Eine Tagesschule ist unnötig», sagte der Votant an der Ittiger Gemeindeversammlung. Damit fördere man nur die gesellschaftliche Entwicklung, die Erziehung immer mehr vom Elternhaus an die Schule zu delegieren. «Zu teuer», fand ein zweiter Stimmbürger. Aber auch die Befürworter hatten Argumente: «Mit der Tagesschule fördern wir die Integration und die Prävention», sagte die zuständige Gemeinderätin Helene Blatter. Die Einwohnerinnen und Einwohner der Berner Agglomerationsgemeinde liessen sich überzeugen und stimmten deutlich zugunsten des jährlich rund 100’000 Franken teuren, neuen schulischen Angebots.

Der weltanschauliche Streit in Ittigen ist typisch, wenn eine Gemeinde eine Tagesschule einführen will. Konservative Kreise befürchten das Ende der Familie und unerwünschte Beeinflussung der Kleinen durch das Lehrpersonal. Doch immer mehr Mütter wollen ihrem Beruf nachgehen. Und die Wirtschaft braucht qualifizierte Frauen mehr denn je.

Diese Ansicht teilten auch National- und Ständerat: Sie sprachen vor drei Jahren im Rahmen eines Impulsprogramms 200 Millionen Franken für Kinderkrippen, Mittagstische und Tagesschulen. Die Nachfrage blieb allerdings unter den Erwartungen: Gemäss Schätzungen dürften nach Ende des Programms im Januar 2007 nur 107 Millionen Franken aufgebraucht sein. Beim Bundesamt für Sozialversicherung sieht man mehrere Gründe dafür: «Die Gesuche müssen aufzeigen, dass das Projekt nach drei Jahren ohne fremde finanzielle Hilfe überlebensfähig ist. Das ist eine hohe Hürde», sagt Marc Stampfli, Leiter des Bereichs Familienfragen. Zudem sei die Bereitschaft der Gemeinden, ein Tagesschulprojekt zu unterstützen, mancherorts noch immer klein.

→ Angezeigte Daten:
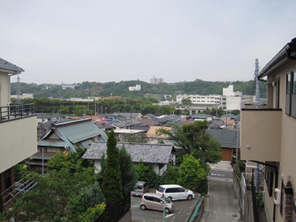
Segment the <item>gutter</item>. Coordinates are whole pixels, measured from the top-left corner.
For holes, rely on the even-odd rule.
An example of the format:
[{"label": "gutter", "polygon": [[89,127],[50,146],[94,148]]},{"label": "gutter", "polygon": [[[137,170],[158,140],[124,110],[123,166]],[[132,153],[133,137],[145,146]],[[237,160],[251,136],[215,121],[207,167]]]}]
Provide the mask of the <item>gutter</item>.
[{"label": "gutter", "polygon": [[296,38],[287,43],[263,67],[259,73],[259,78],[267,75],[270,73],[289,59],[296,60],[296,57],[292,55],[296,52]]}]

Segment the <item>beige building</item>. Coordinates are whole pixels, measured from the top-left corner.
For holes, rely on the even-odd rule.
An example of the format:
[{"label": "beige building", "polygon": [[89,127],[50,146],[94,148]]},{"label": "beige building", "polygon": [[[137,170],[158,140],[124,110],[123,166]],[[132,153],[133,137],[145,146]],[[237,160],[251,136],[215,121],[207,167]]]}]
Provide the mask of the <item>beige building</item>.
[{"label": "beige building", "polygon": [[37,151],[32,105],[10,102],[10,77],[24,71],[0,58],[0,212],[14,192],[14,165]]},{"label": "beige building", "polygon": [[266,108],[241,112],[241,158],[264,166],[268,221],[296,221],[296,38],[262,69]]}]

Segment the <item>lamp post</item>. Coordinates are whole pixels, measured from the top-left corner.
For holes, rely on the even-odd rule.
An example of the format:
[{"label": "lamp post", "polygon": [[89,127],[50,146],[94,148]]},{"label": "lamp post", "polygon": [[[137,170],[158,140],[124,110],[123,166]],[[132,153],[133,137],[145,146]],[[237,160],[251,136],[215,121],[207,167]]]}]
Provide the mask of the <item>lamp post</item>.
[{"label": "lamp post", "polygon": [[163,196],[161,197],[163,199],[163,222],[165,222],[165,194],[163,194]]}]

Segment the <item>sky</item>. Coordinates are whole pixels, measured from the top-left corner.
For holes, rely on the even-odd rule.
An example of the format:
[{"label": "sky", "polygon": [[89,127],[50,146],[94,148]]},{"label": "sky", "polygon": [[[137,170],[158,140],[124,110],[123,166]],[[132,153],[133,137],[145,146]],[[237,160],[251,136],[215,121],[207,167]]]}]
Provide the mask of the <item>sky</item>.
[{"label": "sky", "polygon": [[255,58],[262,68],[296,37],[295,11],[295,0],[0,0],[0,57],[38,84],[247,81]]}]

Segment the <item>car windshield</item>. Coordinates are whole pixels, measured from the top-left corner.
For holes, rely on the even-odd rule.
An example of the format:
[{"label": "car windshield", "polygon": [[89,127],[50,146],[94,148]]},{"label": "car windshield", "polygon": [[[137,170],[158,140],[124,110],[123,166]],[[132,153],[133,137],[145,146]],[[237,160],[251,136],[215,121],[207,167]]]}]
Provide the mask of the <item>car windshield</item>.
[{"label": "car windshield", "polygon": [[159,191],[159,192],[163,193],[163,192],[165,191],[165,189],[161,186],[160,186],[158,187],[158,190]]},{"label": "car windshield", "polygon": [[169,198],[166,198],[165,202],[167,203],[170,203],[170,199]]}]

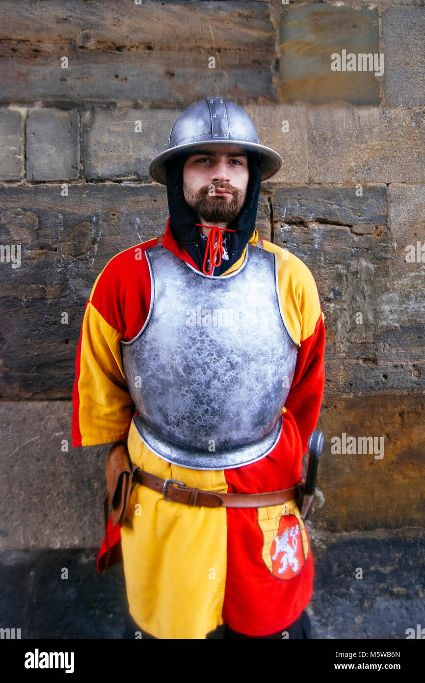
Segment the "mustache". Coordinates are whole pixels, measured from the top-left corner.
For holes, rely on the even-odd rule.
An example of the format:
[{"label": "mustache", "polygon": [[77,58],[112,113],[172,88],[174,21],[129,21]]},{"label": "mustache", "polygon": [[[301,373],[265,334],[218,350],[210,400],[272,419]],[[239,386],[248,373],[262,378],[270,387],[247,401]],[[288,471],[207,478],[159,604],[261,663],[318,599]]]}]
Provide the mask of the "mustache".
[{"label": "mustache", "polygon": [[231,192],[232,195],[235,195],[238,192],[241,191],[240,190],[238,190],[237,188],[233,187],[233,185],[231,185],[229,182],[210,182],[209,185],[204,185],[203,187],[201,187],[200,192],[203,193],[208,193],[211,185],[214,185],[216,190],[226,190],[227,192]]}]

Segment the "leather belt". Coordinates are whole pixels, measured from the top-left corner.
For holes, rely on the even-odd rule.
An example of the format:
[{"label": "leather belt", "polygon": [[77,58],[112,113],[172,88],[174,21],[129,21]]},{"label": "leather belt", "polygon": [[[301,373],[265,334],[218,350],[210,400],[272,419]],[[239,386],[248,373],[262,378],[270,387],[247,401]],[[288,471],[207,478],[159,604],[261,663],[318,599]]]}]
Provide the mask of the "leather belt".
[{"label": "leather belt", "polygon": [[268,507],[293,500],[297,490],[293,486],[267,493],[216,493],[186,486],[175,479],[161,479],[138,467],[133,471],[132,482],[162,493],[166,501],[199,507]]}]

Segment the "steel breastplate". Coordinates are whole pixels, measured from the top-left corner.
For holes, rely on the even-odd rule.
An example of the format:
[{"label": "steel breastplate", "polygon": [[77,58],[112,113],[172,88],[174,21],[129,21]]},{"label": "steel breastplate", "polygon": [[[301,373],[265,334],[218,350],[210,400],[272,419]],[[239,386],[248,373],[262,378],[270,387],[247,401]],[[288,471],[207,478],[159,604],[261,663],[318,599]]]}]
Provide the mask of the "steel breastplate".
[{"label": "steel breastplate", "polygon": [[260,460],[280,435],[297,354],[275,254],[248,244],[242,266],[221,277],[160,245],[145,254],[149,313],[138,334],[121,342],[141,438],[160,458],[192,469]]}]

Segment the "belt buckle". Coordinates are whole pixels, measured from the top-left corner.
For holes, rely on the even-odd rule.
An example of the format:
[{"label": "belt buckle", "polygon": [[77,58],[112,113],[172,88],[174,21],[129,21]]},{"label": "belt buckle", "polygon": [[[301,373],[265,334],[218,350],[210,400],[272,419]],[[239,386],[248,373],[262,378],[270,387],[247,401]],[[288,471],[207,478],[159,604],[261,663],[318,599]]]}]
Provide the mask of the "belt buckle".
[{"label": "belt buckle", "polygon": [[181,486],[184,486],[184,484],[183,483],[183,482],[177,482],[177,479],[166,479],[165,482],[164,482],[164,486],[162,487],[162,493],[164,494],[164,501],[169,501],[170,503],[173,503],[173,501],[170,498],[168,498],[168,497],[166,494],[166,488],[167,488],[168,484],[178,484]]}]

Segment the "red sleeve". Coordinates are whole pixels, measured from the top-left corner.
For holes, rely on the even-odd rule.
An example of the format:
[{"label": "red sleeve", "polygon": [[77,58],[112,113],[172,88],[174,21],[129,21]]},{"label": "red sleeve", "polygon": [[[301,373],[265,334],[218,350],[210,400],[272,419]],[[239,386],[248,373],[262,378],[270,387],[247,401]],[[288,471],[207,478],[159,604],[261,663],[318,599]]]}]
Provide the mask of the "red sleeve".
[{"label": "red sleeve", "polygon": [[301,342],[295,372],[285,408],[295,418],[303,453],[316,428],[325,388],[325,323],[319,317],[313,333]]}]

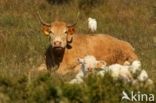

→ Gestellte Aufgabe 1:
Beantworten Sie anhand des Abschnitts über die Tagesschule in Ittigen die folgenden Fragen:
(a) Wie viel kostet das neue schulische Angebot in Ittigen jährlich?
(b) Welchen Betrag sprachen National- und Ständerat im Rahmen des Impulsprogramms?
(c) Welche Funktion hat Marc Stampfli?
→ Gestellte Aufgabe 2:
Schreiben Sie aus dem Abschnitt über die Tagesschule in Ittigen die Stelle von „Der weltanschauliche Streit“ bis „mehr denn je.“ wörtlich ab.

→ Schriftliche Antwort 1:
(a) Rund 100’000 Franken.
(b) 200 Millionen Franken.
(c) Er ist Leiter des Bereichs Familienfragen beim Bundesamt für Sozialversicherung.

→ Schriftliche Antwort 2:
Der weltanschauliche Streit in Ittigen ist typisch, wenn eine Gemeinde eine Tagesschule einführen will. Konservative Kreise befürchten das Ende der Familie und unerwünschte Beeinflussung der Kleinen durch das Lehrpersonal. Doch immer mehr Mütter wollen ihrem Beruf nachgehen. Und die Wirtschaft braucht qualifizierte Frauen mehr denn je.